Supplied data>
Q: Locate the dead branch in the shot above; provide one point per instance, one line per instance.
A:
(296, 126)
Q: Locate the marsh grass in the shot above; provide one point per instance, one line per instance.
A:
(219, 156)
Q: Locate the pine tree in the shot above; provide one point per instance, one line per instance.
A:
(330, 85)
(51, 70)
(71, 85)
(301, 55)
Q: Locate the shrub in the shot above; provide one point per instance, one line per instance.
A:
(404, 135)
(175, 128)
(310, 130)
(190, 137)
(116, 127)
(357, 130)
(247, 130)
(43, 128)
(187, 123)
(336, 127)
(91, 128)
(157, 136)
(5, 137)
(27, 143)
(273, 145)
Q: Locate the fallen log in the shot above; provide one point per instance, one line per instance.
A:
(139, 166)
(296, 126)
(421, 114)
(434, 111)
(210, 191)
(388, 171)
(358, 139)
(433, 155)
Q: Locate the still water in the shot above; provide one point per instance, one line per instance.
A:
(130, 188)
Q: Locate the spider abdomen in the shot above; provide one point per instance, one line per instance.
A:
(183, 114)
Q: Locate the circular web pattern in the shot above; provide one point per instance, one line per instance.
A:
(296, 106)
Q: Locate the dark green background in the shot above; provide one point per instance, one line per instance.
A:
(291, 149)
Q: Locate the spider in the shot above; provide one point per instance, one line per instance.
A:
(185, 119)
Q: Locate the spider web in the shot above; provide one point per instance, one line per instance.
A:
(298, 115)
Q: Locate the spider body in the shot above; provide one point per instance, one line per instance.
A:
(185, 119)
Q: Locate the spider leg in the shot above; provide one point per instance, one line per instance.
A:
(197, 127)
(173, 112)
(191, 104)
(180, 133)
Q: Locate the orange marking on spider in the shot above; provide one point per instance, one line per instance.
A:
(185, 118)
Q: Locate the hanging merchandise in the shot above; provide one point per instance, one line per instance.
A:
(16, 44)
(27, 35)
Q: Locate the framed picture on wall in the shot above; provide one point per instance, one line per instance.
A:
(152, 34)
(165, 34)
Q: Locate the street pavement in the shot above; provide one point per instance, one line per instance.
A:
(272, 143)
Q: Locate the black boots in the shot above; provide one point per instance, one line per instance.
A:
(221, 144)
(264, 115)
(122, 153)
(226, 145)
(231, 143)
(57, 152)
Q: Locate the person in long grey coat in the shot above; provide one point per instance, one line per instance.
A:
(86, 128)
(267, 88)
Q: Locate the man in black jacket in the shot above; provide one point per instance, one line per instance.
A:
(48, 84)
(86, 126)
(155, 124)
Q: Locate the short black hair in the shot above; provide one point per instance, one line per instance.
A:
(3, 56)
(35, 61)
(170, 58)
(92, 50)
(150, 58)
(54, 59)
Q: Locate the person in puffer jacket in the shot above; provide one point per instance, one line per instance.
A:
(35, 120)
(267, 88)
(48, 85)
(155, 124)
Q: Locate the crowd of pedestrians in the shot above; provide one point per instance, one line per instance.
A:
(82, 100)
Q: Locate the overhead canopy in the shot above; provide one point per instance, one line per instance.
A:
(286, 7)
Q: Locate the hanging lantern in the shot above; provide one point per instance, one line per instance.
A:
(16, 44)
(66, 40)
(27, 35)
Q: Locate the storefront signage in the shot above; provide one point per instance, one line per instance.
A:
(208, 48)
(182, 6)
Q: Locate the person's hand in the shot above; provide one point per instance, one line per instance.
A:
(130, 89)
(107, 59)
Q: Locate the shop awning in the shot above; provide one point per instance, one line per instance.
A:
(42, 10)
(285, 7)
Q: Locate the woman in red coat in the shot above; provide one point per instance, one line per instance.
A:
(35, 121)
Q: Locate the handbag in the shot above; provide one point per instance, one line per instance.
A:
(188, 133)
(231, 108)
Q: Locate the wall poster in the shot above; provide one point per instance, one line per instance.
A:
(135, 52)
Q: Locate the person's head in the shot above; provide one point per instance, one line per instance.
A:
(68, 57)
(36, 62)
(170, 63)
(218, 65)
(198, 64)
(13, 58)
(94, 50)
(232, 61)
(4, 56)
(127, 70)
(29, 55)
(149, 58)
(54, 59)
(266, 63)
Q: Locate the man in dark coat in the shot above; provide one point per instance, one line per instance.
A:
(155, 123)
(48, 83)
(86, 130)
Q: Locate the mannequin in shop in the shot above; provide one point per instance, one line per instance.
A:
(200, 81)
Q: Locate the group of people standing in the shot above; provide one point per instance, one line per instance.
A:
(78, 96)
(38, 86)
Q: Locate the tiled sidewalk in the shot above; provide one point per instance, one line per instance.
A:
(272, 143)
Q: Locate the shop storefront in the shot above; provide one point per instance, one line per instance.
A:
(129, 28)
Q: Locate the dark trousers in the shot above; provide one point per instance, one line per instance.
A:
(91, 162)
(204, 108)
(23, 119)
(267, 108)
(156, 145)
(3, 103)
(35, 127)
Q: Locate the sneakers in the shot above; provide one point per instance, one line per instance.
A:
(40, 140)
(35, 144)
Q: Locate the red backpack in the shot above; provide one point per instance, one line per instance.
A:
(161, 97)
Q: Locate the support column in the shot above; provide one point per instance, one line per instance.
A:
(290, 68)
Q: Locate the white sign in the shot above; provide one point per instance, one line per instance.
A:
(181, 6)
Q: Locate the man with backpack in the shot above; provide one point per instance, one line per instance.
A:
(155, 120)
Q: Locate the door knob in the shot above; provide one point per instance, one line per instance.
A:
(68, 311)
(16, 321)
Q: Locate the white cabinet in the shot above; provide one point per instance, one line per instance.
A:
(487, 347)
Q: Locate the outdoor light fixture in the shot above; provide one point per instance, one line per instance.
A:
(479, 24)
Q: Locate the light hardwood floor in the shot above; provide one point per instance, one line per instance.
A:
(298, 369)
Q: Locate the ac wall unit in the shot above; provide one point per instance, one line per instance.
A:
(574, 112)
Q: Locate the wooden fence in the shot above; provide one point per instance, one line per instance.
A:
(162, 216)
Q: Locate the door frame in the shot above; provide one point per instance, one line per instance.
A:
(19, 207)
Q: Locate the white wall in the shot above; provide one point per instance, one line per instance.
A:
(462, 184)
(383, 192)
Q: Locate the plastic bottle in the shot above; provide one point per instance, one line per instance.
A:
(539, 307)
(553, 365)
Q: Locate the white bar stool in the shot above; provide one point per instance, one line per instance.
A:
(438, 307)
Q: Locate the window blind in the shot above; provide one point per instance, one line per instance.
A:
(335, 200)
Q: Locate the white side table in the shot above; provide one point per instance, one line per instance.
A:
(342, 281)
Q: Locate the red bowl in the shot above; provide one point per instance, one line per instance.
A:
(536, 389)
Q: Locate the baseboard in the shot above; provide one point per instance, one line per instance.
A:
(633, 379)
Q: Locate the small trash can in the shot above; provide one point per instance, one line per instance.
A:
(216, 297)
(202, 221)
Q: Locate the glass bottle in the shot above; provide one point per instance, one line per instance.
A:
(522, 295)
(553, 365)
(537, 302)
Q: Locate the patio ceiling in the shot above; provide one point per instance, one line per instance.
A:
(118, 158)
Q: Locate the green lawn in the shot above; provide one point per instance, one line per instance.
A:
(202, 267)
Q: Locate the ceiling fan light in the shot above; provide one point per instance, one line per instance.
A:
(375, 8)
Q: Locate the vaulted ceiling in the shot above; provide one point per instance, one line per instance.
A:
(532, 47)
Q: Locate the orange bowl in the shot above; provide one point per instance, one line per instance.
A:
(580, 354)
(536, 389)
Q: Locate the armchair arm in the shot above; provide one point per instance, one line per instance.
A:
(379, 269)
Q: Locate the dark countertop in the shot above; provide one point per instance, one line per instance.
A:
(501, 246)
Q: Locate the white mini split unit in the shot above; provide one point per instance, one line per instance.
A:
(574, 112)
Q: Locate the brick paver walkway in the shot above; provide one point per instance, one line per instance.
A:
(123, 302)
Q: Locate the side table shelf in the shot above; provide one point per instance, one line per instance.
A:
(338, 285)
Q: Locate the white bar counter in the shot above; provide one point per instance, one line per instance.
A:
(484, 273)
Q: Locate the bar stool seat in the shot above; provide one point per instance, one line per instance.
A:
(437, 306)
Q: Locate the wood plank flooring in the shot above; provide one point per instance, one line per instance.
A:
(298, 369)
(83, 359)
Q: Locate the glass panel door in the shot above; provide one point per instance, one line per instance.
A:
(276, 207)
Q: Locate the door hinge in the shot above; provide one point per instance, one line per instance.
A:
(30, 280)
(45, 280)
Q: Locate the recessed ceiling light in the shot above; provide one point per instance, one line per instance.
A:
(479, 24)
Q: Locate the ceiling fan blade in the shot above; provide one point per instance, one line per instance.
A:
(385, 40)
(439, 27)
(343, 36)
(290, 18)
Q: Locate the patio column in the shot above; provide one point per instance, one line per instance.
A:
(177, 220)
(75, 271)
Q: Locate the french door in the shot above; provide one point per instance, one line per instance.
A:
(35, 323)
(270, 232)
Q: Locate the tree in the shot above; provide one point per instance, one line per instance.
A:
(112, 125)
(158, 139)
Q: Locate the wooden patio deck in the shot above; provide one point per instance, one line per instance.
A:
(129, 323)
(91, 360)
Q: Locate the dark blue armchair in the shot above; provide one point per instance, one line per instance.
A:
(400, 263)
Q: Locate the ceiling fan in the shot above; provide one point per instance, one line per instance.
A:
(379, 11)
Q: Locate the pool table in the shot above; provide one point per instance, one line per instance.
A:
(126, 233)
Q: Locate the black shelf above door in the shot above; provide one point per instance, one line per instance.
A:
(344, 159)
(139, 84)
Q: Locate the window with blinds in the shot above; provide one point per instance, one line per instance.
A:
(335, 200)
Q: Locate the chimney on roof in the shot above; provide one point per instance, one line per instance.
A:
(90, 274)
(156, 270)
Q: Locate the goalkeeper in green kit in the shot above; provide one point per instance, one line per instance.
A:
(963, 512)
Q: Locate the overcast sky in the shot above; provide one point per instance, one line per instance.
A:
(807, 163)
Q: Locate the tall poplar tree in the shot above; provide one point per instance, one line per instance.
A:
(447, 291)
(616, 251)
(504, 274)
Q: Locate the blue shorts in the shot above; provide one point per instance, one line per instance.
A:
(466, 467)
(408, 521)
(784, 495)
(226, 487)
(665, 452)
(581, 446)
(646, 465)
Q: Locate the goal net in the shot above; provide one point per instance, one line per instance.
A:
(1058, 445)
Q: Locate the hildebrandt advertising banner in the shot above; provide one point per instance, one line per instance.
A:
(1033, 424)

Your instructions> Looking at the entries above, determine how many lines contain the word "person" and state only that number.

Task output> 4